## Text for analysis
POTSDAM -- Researchers at Clarkson University are working on a new strategy that could make hydrogen fuel storage systems more suitable for use in common automobiles.

Clarkson's Functional Materials Design group has published a research paper in the American Chemical Society journal Inorganic Chemistry. In the article, "A New Design Strategy to Access Zwitterionic Metal–Organic Frameworks from Anionic Viologen Derivates," the researchers describe a new route to rationally design advanced porous materials for hydrogen adsorption -- the adhesion of hydrogen to a surface.

Clarkson Assistant Professor of Chemistry and Biomolecular Science Mario Wriedt said while a lot of research has been done on hydrogen fuel cells and how they can be used in vehicles, scientists still face the challenge of how to best store the hydrogen. Current hydrogen storage systems are high pressured, bulky and heavy, and manufacturers don't want to build cars around the tanks.

"What we want is to design an advanced storage material that we can use to store hydrogen at low pressures," Wriedt said. "This would allow us to manufacture light-weight onboard tanks which can adopt any form in the smallest open spaces of vehicles."

Wriedt said to improve hydrogen storage, a material with a high surface area and specific adsorption sites must be used. His team is studying how to use metal-organic frameworks (MOFs) made from metal clusters and organic linkers to form pores which can selectively adsorb hydrogen.

## Recorded data
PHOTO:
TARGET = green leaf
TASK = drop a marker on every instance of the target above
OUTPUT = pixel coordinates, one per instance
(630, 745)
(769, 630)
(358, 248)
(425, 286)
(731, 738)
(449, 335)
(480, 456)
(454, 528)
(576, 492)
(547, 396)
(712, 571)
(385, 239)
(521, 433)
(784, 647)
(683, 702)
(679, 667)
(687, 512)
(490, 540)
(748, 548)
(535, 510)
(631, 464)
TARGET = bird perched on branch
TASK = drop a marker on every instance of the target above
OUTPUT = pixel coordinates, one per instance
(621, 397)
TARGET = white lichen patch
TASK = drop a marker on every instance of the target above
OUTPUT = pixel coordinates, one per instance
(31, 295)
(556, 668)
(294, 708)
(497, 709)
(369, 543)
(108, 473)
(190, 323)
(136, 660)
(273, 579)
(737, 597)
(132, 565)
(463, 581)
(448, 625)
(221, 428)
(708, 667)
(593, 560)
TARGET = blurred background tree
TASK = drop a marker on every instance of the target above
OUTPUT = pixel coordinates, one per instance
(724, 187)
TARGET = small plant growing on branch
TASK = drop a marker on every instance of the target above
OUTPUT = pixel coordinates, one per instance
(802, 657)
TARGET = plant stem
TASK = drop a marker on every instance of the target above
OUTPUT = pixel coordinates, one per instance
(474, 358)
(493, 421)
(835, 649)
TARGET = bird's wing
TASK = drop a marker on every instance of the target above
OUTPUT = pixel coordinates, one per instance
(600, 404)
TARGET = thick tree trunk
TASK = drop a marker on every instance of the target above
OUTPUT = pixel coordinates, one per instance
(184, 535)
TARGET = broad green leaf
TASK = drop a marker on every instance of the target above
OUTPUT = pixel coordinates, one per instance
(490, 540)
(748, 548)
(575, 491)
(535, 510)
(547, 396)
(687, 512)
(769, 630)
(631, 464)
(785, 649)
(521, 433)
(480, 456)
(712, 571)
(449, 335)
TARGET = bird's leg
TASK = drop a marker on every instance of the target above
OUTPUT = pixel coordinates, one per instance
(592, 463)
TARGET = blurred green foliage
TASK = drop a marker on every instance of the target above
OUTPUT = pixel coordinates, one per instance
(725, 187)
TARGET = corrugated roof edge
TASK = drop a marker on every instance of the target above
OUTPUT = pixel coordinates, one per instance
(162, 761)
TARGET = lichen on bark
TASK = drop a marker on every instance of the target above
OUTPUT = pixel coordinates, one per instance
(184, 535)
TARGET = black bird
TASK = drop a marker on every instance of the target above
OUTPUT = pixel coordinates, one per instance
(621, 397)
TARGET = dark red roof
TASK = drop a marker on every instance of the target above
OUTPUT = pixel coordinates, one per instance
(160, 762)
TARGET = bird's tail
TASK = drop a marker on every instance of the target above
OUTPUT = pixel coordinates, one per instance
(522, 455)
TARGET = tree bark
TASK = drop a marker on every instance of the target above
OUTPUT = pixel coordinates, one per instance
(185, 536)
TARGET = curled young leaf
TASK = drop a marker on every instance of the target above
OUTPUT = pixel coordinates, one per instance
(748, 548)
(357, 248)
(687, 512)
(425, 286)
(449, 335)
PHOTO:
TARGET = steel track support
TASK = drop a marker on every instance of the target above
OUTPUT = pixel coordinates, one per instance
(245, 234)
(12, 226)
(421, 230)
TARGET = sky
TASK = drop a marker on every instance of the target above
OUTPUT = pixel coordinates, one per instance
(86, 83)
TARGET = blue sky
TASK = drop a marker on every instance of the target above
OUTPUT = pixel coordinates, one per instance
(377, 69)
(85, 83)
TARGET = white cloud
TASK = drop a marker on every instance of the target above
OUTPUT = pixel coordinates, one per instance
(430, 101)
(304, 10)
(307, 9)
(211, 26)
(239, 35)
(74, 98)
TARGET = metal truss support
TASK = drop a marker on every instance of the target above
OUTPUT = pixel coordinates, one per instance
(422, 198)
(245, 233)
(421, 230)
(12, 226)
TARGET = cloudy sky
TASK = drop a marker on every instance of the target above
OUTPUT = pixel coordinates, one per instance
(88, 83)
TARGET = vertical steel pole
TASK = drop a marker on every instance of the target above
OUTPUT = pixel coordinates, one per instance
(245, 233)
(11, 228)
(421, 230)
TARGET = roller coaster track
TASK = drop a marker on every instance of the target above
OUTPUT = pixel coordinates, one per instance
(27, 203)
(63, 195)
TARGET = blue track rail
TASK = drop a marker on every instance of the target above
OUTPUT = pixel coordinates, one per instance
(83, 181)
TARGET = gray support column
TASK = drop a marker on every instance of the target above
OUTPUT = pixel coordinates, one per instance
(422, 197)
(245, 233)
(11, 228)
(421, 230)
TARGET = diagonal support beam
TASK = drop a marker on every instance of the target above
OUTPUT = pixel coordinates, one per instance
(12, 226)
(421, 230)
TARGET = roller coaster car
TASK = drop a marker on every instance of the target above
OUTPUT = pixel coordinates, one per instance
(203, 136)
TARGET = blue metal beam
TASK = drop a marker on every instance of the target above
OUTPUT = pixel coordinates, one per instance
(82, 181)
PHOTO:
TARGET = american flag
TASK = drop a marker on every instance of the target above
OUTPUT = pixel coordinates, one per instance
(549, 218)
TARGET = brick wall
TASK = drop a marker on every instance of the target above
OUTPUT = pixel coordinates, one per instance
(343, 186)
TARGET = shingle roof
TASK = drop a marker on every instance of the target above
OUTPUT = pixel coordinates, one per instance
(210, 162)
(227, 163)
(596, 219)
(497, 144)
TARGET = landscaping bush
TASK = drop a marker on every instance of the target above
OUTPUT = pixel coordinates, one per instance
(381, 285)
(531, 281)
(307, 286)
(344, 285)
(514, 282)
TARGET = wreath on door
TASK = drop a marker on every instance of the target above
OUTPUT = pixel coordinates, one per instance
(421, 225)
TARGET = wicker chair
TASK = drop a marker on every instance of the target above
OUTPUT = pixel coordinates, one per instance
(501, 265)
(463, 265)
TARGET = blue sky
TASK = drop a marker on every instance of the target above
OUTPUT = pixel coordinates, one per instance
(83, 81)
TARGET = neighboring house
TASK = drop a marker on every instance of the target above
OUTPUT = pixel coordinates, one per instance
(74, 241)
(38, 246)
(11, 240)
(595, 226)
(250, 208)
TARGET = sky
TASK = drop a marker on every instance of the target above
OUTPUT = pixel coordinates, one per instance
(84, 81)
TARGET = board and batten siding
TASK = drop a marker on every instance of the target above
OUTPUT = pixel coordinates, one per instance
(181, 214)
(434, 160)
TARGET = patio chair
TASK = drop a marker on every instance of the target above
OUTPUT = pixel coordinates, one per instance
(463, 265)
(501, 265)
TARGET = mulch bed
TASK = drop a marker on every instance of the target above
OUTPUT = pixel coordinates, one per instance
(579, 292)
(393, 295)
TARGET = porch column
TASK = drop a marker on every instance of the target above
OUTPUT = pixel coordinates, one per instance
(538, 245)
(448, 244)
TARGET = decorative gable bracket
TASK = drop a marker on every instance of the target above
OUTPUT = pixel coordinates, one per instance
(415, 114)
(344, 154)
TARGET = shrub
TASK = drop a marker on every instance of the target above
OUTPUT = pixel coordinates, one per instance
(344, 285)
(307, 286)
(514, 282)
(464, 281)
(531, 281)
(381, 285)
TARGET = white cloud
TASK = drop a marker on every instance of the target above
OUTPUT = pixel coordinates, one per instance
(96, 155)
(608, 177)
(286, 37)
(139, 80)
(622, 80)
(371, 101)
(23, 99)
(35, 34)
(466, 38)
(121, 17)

## Things to do
A) Please list the words the hydrogen storage article uses to describe current hydrogen storage systems.
B) In the hydrogen storage article, which journal published the Clarkson group's research paper?
C) Carry on writing the hydrogen storage article, beginning after its last sentence.

## Response list
A) High pressured, bulky, heavy

B) The American Chemical Society journal Inorganic Chemistry.

C)
The more surface area with specific adsorption sites, the more storage for hydrogen molecules, Wriedt said. He compared the strategy to painting the interior of a large building: the more levels and walls in the building, the more paint is needed.

The MOF pores can be tailored to any size the researchers want, Wriedt continued. This strategy can be further applied to natural gas storage and capture of carbon dioxide from exhaust gases, and he anticipates more papers will be published in this area of research.

"It's not only applicable, it's fundamental," he said. "We can learn from it, and if we know how it works, we can improve it."

Chemistry doctoral student Darpan Aulakh and biomolecular student Juby Varghese are working with Wriedt on this research.

"Conducting research in Dr. Wriedt's Functional Materials Design and X-Ray Diffraction Laboratory has been a great way to both apply the skills I learned in my classes as a biomolecular science major and contribute to real world applications," Varghese said.